#### WRITTEN INSTRUCTION:
Reproduce each line of the data below without any change, from the first line to the last.
------------------------------------------------------------------------
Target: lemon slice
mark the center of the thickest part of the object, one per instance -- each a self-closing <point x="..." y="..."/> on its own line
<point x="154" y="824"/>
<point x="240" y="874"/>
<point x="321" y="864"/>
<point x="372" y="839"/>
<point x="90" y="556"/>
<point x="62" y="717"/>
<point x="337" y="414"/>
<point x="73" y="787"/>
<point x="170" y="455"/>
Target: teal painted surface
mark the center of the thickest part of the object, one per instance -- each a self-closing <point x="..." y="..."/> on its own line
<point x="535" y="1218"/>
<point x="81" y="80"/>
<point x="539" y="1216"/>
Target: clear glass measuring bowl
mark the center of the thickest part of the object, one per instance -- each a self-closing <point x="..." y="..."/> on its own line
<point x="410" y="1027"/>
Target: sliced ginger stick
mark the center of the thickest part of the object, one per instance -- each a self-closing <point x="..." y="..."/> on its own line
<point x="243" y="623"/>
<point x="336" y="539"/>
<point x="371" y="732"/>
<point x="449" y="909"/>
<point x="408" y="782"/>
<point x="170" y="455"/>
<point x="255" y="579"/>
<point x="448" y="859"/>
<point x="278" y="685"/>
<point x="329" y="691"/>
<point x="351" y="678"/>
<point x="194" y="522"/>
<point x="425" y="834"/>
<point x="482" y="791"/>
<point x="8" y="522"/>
------------------------------------------------------------------------
#### TASK RESPONSE:
Target: lemon slice
mark the center of the thickest part of the object, one per instance -- each a self-closing <point x="..." y="..."/> on its own line
<point x="154" y="824"/>
<point x="240" y="874"/>
<point x="321" y="864"/>
<point x="372" y="839"/>
<point x="90" y="556"/>
<point x="62" y="717"/>
<point x="337" y="414"/>
<point x="73" y="787"/>
<point x="170" y="455"/>
Target: teal painted surface
mark the center of the thickest part of the object, one per instance -- each a self-closing <point x="..." y="..."/> on its own line
<point x="535" y="1218"/>
<point x="81" y="80"/>
<point x="539" y="1216"/>
Target: clear glass measuring bowl
mark the center of the thickest part of the object, one per instance -- each a self-closing <point x="..." y="..."/> on its own line
<point x="410" y="1027"/>
Target: sliced ginger stick
mark the center of the thickest part of the object, one per instance -- each a self-closing <point x="..." y="..."/> on its own line
<point x="243" y="623"/>
<point x="336" y="539"/>
<point x="371" y="732"/>
<point x="449" y="909"/>
<point x="408" y="782"/>
<point x="170" y="455"/>
<point x="255" y="579"/>
<point x="448" y="859"/>
<point x="278" y="685"/>
<point x="329" y="691"/>
<point x="351" y="678"/>
<point x="194" y="522"/>
<point x="425" y="834"/>
<point x="482" y="791"/>
<point x="8" y="522"/>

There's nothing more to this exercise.